### TASK DIRECTIONS
Your answer must be an exact transcription of every record.

** RECORDS follows **

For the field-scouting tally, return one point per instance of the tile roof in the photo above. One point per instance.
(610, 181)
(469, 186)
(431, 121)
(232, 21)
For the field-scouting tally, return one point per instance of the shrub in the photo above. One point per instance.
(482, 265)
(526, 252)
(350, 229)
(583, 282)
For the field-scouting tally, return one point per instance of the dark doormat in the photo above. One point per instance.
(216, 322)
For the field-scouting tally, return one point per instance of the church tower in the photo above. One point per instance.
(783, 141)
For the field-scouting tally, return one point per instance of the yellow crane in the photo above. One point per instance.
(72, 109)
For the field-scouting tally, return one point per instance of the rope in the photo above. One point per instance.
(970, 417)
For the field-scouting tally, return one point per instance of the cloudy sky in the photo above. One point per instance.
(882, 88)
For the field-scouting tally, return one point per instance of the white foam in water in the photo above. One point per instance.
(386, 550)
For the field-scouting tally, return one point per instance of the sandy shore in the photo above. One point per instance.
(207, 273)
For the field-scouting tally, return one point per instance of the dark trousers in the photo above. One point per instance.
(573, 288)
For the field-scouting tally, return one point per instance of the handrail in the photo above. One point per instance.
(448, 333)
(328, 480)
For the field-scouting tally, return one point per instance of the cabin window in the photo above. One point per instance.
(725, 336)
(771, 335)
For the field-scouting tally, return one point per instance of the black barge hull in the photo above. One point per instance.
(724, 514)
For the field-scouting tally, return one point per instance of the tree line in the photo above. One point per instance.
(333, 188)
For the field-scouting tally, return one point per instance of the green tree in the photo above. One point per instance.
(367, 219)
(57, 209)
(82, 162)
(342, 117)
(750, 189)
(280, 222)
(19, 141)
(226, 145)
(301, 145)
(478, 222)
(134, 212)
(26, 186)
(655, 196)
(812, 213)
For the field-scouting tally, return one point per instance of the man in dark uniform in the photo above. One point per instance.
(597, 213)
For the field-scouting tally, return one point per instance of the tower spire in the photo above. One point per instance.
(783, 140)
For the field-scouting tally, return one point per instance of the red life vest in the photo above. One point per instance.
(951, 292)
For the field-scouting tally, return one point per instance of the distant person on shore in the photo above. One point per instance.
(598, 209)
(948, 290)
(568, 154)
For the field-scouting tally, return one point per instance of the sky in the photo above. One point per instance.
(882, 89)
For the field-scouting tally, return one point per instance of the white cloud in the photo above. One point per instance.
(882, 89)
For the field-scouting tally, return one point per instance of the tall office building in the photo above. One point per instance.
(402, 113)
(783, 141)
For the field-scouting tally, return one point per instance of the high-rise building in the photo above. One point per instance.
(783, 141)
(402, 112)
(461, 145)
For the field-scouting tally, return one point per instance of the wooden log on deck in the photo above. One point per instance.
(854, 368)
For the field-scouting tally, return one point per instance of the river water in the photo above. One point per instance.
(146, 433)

** End of RECORDS **

### RESPONSE
For the field-scouting tally, return one point per instance of the tile roof in the photo above. One point per instance.
(610, 181)
(469, 186)
(431, 121)
(232, 21)
For the field-scouting tally, return one point per instance of the shrub in the photo above. One point per instance.
(482, 265)
(526, 252)
(350, 229)
(583, 282)
For the field-scouting tally, return one point per instance of the dark doormat in the photo above. One point per instance.
(216, 322)
For the field-scouting tally, return one point per instance of the church tower in the photo above. One point per instance.
(783, 141)
For the field-scouting tally, return one point per instance of the yellow crane in the photo above. One point per instance.
(72, 109)
For the field-scouting tally, return one point per instance of the rope in the photo above. One point per instance.
(970, 417)
For the field-scouting tally, return one point per instance of the cloudy sky in the photo above. One point per instance.
(882, 88)
For the field-scouting tally, return one point per instance of the white foam in water in the photo above. One point per instance.
(386, 550)
For the field-scouting tally, return one point per instance of the sandy shore in the photo above. One point per instance.
(207, 273)
For the field-scouting tally, return one point per instance of the dark trousers in the photo above. One point per instance.
(573, 288)
For the field-scouting tally, return one point per instance of the handrail in the photo above. One point per instance.
(448, 333)
(328, 480)
For the field-scouting tally, return one point per instance of the cabin window in the photo above. One point per instance.
(725, 336)
(771, 335)
For the field-scouting tally, return one point per instance of the black barge hull in the photo above. One point per instance.
(724, 514)
For the field-scouting tally, return one point per instance of the tree line in the photo above. One point per instance.
(333, 188)
For the field-scouting tally, return one point per instance of the green tree in the photo above. One point per instance.
(367, 219)
(57, 209)
(82, 162)
(342, 117)
(750, 189)
(280, 222)
(19, 141)
(226, 145)
(301, 145)
(478, 222)
(134, 212)
(26, 186)
(655, 196)
(812, 213)
For the field-scouting tally, return one point per instance of the man in dark uniform in the photo above. One point per instance.
(597, 213)
For the field-scouting tally, return one point per instance of the tower spire in the photo above. One point per instance.
(783, 140)
For the field-scouting tally, return one point per instance of the red life vest in the photo above. One point per instance.
(951, 292)
For the field-scouting tally, return one point per instance of the distant person on shore in the photo above. One point per instance.
(598, 209)
(948, 290)
(568, 154)
For the field-scouting tally, return one point per instance of the sky in the photo above. One point per instance.
(882, 89)
For the field-scouting tally, return one point per instance of the white cloud in the photo above. One point per instance.
(882, 89)
For the field-scouting tally, return one point per instance of the tall office building in the photo above. One point per instance.
(402, 113)
(783, 141)
For the field-scouting tally, return one point per instance of the high-rise building in the photo above. One point per instance.
(783, 141)
(402, 112)
(461, 145)
For the field-scouting tally, return one point per instance of the wooden log on deck in the photo above. One point per instance.
(854, 368)
For the field-scouting tally, return one point per instance of the river water in the photo above. One point per instance.
(146, 433)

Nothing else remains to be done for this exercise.